### Exercises to complete
[A] From the divorce forum post, reproduce the stretch from "I'm back for" through "processing this topic.".
[B] In the divorce forum post, restate the paragraph beginning "She proposed that she can have her emotional needs met" more briefly, keeping its main facts.
[C] Carry the divorce forum post forward from its final line.

# Impacts on Kids in a divorced family... why cant it be oK?



## some_guy_mn (Mar 4, 2013)

Hi-

I'm back for my second thread. Before I begin... a quick THANK YOU to TAM and everyone here for helping me get thru the initial phases of my thought process. :smthumbup: My thread (which I deleted out just to be safe...) was titled "Not sure I can meet her needs"

In the last couple weeks, I've been able to talk to a couple close friends, talk to my wife and get to the next level/round of processing this topic. 

I told her what I wasn't sure about marriage any more, that I am not really happy and that I don't think I can meet her emotional intimacy needs. It was a great conversation. She was pretty upset but very productive overall. 

She responded by saying lots of things I would have wanted to hear... like "you need more time to yourself". She also apologized for not recognizing the strong value of independence that I hold. Not sure how she didnt realize that before... but what can you do.

To the point about her emotional needs. She said she is enjoying the time she has to herself most nights now. (She leaves me alone after getting the kids in bed so I can have my needed "me time" most nights). 

She proposed that she can have her emotional needs met if we just spend some time together one night a week. She says that if she can count on it, and look forward to it, she will be ok with one night a week. AND she will cut down on some of the groping and being pushy for physical and emotional intimacy during the week. At first I thought it sounded great. Then I realized two things:

1) I don't think it would be enough and I don't think it would last.

[Lines of data]
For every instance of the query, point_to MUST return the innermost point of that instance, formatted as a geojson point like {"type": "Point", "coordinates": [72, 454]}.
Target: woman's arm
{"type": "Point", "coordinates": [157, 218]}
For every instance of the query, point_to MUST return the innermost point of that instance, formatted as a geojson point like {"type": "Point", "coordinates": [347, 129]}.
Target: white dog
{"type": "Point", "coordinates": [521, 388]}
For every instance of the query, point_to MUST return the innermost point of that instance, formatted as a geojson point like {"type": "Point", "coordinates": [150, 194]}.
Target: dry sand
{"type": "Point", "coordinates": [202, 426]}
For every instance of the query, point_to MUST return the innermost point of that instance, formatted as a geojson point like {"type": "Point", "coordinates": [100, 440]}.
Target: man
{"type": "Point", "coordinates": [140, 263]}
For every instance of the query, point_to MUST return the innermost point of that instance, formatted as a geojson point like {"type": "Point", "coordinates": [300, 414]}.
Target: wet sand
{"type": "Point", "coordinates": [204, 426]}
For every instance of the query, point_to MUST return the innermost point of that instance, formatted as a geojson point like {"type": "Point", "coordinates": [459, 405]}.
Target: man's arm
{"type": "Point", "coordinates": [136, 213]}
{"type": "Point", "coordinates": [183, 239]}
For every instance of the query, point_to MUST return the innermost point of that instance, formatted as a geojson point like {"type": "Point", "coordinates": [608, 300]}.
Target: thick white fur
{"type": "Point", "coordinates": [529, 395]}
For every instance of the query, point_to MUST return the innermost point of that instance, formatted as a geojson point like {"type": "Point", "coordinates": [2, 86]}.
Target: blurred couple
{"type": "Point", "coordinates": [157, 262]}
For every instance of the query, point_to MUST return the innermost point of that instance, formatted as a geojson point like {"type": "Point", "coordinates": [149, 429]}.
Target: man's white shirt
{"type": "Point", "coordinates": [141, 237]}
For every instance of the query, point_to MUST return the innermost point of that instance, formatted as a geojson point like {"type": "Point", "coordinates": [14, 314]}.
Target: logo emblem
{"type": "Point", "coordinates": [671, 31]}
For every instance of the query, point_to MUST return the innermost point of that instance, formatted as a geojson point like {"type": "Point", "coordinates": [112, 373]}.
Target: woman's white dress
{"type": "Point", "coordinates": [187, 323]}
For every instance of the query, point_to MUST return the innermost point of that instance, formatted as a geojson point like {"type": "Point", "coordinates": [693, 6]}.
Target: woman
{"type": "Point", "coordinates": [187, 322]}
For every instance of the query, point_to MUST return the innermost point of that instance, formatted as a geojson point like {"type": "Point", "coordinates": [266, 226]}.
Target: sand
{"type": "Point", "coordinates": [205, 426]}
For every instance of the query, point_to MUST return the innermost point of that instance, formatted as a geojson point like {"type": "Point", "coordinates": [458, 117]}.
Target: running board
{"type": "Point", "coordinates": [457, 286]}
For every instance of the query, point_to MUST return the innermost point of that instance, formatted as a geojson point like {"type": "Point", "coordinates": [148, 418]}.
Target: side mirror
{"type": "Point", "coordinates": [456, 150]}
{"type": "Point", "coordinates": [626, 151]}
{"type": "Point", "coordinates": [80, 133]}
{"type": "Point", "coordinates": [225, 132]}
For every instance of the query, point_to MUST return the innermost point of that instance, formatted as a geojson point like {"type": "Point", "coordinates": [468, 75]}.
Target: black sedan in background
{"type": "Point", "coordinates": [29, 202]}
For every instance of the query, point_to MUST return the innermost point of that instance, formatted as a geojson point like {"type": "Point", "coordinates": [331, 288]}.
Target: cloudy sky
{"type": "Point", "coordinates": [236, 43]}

### Exercise results
[A]
I'm back for my second thread. Before I begin... a quick THANK YOU to TAM and everyone here for helping me get thru the initial phases of my thought process. :smthumbup: My thread (which I deleted out just to be safe...) was titled "Not sure I can meet her needs"

In the last couple weeks, I've been able to talk to a couple close friends, talk to my wife and get to the next level/round of processing this topic.

[B] She suggested they spend one night a week together to meet her emotional needs. If she could count on and look forward to that night, it would be enough for her, and she would ease off the groping and pushing for physical and emotional intimacy during the week. The writer liked the idea at first but then realized two things.

[C]
2) She's doing what she can to help it seem like I'm living on my own and very independent. Might as well be living on my own and let me really enjoy the independence and let her find someone who can give her all the emotional and physical intimacy she desires.

Frankly, I'm concerned that she's willing to say/do/try what ever just to 'save' the marriage.... even if its at the cost of her happiness.

I've thought this thru several times and come to the same conclusion. Get a divorce and move on. 

When I go thru this thought process, I always make the assumption that thru an amicable divorce and thru us both being committed parents (and co-parenting) that the kids will continue to be health and successful kids and eventually young adults and adults. (Two Boys, 5 and 7 We are 36.).

I wanted more data to validate my assumptions. I cant say I found encouraging data. I'm still researching and looking.... but the foregone conclusion that everyone makes is 'the kids WILL suffer serious issues'. I've heard mostly "they will suffer seriously" opinions on TAM I think. There are a fair share of "if you prioritize them and respectfully co-parent they will be just fine" also. Former seems to outweigh the latter by 3-5x tho.

To be clear... there is no abuse, there is no other person. just a desire for independence and lack of passion.

that really sucks and I reject it for now. It doesn't make sense to me. 

If 50% of couples get divorced, there are certainly a lot of kids out there who have divorced parents. I accept that there may be a greater risk of problems, but I struggle to quantify it. 

A lot of articles say "more likely to.... X, Y or Z". OK fine. But HOW MUCH MORE? If there is a 2% risk that my child will start smoking in HS, and it will double for parents that divorce... 4%... not a huge risk. "Double the risk" sounds terrible. 4% is manageable. 

I have close friends who's parents are divorced. the are smart, successful and all around great people.

There is deff. the train of thought... if you are unhappy, don't stay married for the kids as they will know and resentment will grow over time.

There is the "stay together no matter what... do it for the kids"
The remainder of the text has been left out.